Exercise objective
Set down the MLflow tracking notes below in full, word for word.

--- START OF Passage provided ---

MLflow tracks all experiment data

• Every run logs hyperparameters, per-step training/validation metrics, and the trained model as an artifact.
• Each run carries structured metadata: direction_rationale (why this approach), run_rationale (why this config), and run_analysis (what happened and why).
• Private evaluation scores are logged to the best run from each direction.

Only results merge to main

• Training code, predictions, and model files stay on the branch — committed there as a complete archive.
• Only mlruns/ and research_directions/ merge to main.
• Branches are never deleted — they serve as archives of everything that produced the results.

Evaluation: public/private split

Agents have file system access. If targets lived in the same CSV as features, nothing would stop an agent from reading the answer column directly - and under optimization pressure, this does happen (especially with less powerful models). Isolating target files (*_y.csv) and gating access through evaluation scripts creates a hard boundary.

--- END OF Passage provided ---
--- START OF Stored data ---

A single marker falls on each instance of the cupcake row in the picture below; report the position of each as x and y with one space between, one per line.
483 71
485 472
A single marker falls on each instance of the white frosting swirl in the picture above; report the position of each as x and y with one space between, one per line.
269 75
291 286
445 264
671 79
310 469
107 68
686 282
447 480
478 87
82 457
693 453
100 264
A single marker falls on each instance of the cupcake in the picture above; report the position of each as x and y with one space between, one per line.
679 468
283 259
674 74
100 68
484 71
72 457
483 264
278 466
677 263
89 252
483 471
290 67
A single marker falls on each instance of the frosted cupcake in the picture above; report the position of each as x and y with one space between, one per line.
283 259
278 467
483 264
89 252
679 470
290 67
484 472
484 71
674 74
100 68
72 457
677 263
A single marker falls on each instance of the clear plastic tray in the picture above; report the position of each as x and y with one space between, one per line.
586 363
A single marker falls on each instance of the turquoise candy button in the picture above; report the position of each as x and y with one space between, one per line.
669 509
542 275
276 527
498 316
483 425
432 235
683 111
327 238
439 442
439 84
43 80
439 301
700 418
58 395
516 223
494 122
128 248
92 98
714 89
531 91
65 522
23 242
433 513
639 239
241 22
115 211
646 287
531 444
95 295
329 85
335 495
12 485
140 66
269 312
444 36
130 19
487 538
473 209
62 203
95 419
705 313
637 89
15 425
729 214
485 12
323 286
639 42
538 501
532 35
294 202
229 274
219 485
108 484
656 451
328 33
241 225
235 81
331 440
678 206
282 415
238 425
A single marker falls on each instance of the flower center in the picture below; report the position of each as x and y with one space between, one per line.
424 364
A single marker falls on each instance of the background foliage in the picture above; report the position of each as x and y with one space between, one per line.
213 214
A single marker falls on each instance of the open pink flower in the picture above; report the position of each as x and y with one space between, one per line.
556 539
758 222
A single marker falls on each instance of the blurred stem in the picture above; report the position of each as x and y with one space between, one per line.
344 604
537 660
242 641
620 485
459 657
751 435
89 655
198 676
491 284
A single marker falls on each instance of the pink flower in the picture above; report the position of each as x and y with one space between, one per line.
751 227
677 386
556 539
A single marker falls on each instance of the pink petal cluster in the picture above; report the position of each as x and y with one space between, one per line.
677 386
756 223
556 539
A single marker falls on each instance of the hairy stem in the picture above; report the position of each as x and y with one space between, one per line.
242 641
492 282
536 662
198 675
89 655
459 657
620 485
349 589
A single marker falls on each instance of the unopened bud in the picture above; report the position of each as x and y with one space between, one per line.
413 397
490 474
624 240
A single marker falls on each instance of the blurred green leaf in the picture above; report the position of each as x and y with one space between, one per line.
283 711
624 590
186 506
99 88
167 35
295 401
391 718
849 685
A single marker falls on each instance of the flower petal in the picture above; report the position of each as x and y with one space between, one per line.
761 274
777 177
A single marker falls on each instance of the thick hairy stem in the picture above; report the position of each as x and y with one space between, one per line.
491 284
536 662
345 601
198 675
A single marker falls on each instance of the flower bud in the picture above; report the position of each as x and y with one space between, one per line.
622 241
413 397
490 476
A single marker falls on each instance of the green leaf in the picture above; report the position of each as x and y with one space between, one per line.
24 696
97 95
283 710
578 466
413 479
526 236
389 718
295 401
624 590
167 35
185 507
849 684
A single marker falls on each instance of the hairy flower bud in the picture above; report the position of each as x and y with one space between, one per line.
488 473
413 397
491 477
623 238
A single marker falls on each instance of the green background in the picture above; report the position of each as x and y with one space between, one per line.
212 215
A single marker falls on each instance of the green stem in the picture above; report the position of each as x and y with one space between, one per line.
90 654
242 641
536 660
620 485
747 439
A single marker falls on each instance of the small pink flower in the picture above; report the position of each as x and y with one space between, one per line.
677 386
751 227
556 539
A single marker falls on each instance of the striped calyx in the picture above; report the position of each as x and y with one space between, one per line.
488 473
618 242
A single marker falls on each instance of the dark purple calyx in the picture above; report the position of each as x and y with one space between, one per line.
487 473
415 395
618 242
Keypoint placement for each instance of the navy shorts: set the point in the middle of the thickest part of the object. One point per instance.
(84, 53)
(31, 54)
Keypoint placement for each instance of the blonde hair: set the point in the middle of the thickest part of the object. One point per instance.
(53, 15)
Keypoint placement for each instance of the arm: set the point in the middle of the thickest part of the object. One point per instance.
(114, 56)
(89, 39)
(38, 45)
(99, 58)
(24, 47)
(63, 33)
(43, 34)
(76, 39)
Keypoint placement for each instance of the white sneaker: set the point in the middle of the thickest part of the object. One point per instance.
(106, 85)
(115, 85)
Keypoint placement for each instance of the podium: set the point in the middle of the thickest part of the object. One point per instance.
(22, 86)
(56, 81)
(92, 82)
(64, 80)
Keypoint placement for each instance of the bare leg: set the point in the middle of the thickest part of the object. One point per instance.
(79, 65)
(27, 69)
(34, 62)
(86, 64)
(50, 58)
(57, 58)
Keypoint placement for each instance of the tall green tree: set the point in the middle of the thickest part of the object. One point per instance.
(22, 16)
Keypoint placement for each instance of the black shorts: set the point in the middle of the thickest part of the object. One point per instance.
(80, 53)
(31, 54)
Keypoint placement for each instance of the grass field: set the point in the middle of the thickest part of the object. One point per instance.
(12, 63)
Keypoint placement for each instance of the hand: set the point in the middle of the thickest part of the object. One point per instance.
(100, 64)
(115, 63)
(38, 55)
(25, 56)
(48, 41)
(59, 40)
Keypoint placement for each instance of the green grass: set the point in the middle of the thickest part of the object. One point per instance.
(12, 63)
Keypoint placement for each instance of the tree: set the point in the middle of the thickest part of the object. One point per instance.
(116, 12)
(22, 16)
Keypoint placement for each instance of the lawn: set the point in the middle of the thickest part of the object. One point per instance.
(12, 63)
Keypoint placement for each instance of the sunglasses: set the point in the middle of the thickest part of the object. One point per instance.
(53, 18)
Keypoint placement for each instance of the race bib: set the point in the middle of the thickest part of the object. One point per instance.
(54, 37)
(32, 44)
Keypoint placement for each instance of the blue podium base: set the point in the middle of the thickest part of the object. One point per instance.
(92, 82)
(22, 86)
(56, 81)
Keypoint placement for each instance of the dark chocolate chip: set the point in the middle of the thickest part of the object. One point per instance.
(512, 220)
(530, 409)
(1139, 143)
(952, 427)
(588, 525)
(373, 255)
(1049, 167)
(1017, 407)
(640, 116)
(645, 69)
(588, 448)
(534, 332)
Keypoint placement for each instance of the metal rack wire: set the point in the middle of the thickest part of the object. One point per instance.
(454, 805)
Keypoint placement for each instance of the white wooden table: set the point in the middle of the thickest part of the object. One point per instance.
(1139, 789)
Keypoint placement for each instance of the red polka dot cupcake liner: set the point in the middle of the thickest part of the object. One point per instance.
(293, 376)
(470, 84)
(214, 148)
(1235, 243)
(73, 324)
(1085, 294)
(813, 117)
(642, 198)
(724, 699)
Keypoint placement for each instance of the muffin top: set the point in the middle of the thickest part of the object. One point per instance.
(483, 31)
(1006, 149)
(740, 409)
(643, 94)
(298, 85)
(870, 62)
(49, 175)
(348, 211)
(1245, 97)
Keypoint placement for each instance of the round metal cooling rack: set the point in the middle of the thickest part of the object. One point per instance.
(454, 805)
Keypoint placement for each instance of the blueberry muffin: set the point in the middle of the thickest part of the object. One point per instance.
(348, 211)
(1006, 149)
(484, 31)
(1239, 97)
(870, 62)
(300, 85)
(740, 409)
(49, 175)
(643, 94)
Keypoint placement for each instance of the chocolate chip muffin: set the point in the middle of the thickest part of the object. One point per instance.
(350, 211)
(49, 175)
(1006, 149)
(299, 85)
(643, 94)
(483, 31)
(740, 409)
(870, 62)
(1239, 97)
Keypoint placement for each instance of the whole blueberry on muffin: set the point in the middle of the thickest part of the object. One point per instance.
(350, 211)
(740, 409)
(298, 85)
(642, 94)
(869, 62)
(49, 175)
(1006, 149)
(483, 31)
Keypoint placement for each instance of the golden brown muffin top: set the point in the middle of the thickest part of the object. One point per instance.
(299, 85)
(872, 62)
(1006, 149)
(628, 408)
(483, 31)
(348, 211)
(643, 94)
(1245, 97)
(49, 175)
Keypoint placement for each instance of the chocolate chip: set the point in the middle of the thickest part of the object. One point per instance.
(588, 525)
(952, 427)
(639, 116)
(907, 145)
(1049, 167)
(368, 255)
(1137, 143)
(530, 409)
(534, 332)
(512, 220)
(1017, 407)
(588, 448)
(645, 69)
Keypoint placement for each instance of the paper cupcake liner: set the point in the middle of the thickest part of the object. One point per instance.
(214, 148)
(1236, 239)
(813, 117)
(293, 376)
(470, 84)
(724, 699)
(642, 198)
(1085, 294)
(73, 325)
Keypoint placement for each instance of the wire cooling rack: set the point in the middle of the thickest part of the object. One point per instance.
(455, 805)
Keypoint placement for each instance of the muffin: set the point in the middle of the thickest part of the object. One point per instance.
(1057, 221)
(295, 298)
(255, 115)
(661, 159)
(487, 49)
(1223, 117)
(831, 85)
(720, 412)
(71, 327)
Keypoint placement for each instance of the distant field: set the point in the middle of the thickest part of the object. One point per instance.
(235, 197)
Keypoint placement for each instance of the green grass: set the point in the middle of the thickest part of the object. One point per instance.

--- END OF Stored data ---

Expected answer
MLflow tracks all experiment data

• Every run logs hyperparameters, per-step training/validation metrics, and the trained model as an artifact.
• Each run carries structured metadata: direction_rationale (why this approach), run_rationale (why this config), and run_analysis (what happened and why).
• Private evaluation scores are logged to the best run from each direction.

Only results merge to main

• Training code, predictions, and model files stay on the branch — committed there as a complete archive.
• Only mlruns/ and research_directions/ merge to main.
• Branches are never deleted — they serve as archives of everything that produced the results.

Evaluation: public/private split

Agents have file system access. If targets lived in the same CSV as features, nothing would stop an agent from reading the answer column directly - and under optimization pressure, this does happen (especially with less powerful models). Isolating target files (*_y.csv) and gating access through evaluation scripts creates a hard boundary.